Em 2004, algumas empresas particulares se apropriaram de 2,7 milhões de hectares de terra através de contratos de concessão. Nessa cifra estão incluídas as “concessões econômicas de terras”, usadas para plantações industriais, mineração e exploração de petróleo, pesca e turismo. Em muitos casos, as concessões foram outorgadas em territórios dos moradores locais. A resistência se deparou com subornos aos chefes de aldeia, freqüentemente seguidos com manifestações de violência por parte da polícia, exército ou guardas de segurança particulares armados.
Algumas das desapropriações mais evidentes aconteceram na Província de Ratanakiri no nordeste do Camboja. As aldeias dos Jarai de Kong Yu and Kong Thom no distrito de O'Yadao mostram uma panorâmica do que está acontecendo no país.
Nos últimos três anos, os Jarai têm visto como suas terras eram arrasadas com buldôzeres para abrir caminho a uma plantação de seringueira de 500 hectares. Uma placa na entrada da plantação na aldeia de Kong Yu diz, “Proibida a entrada sem autorização”.
A proprietária da concessão é Keat Kolney, a irmã do Ministro das Finanças do Camboja, Keat Chhon. O marido de Keat Kolney é Chhan Saphan, o Secretário de Estado do Ministério da Administração Territorial. As autoridades locais forçaram o acordo através de ameaças, enganos e fraude. Alguns membros do Concelho Comunal admitiram publicamente que tinham aceito subornos para garantir que a transação de terras fosse aprovada.
No início de 2004, os funcionários municipais pediram aos moradores que vendessem suas terras mas eles se negaram. Os funcionários insistiram com o pretexto que o Primeiro Ministro Hun Sen necessitava as terras para os soldados com deficiências e que os moradores não tinham nenhum direito sobre as terras. Os moradores, que não tinham certeza sobre seus direitos e para não gerar problemas com o primeiro ministro nem com o exército aceitaram entregar 50 hectares de terra.
Em agosto de 2004, os funcionários organizaram uma festa para os moradores, fartando-os de carne de porco, cerveja e muito vinho de arroz. Quando a festa estava bem animada, os funcionários recolheram as impressões digitais dos moradores com tinta vermelha. Uma semana depois, junto com Keat Kolney, os funcionários distribuiram presentes aos moradores, inclusive pareôs e dinheiro e lhes pediram que colocassem suas impressões digitais em documentos que eles não conseguian entender.

> [TAREFAS]
- 1) Transcreva o trecho do texto sobre as concessões de terras no Camboja entre "Em 2004, algumas" e "acontecendo no país.", inclusive.
- 2) De acordo com o texto sobre as concessões de terras no Camboja, quem é a proprietária da concessão da plantação de seringueira?

> [DADOS FORNECIDOS]
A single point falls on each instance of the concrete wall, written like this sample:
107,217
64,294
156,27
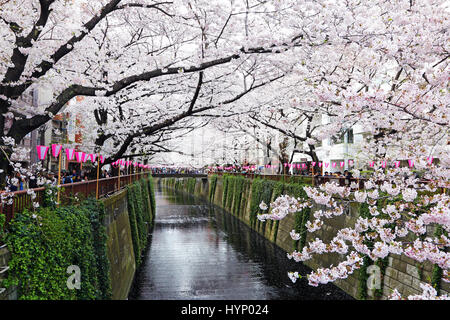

> [RESULTADOS POR TAREFA]
- 1)
Em 2004, algumas empresas particulares se apropriaram de 2,7 milhões de hectares de terra através de contratos de concessão. Nessa cifra estão incluídas as “concessões econômicas de terras”, usadas para plantações industriais, mineração e exploração de petróleo, pesca e turismo. Em muitos casos, as concessões foram outorgadas em territórios dos moradores locais. A resistência se deparou com subornos aos chefes de aldeia, freqüentemente seguidos com manifestações de violência por parte da polícia, exército ou guardas de segurança particulares armados.
Algumas das desapropriações mais evidentes aconteceram na Província de Ratanakiri no nordeste do Camboja. As aldeias dos Jarai de Kong Yu and Kong Thom no distrito de O'Yadao mostram uma panorâmica do que está acontecendo no país.

- 2) Keat Kolney, irmã do Ministro das Finanças do Camboja, Keat Chhon.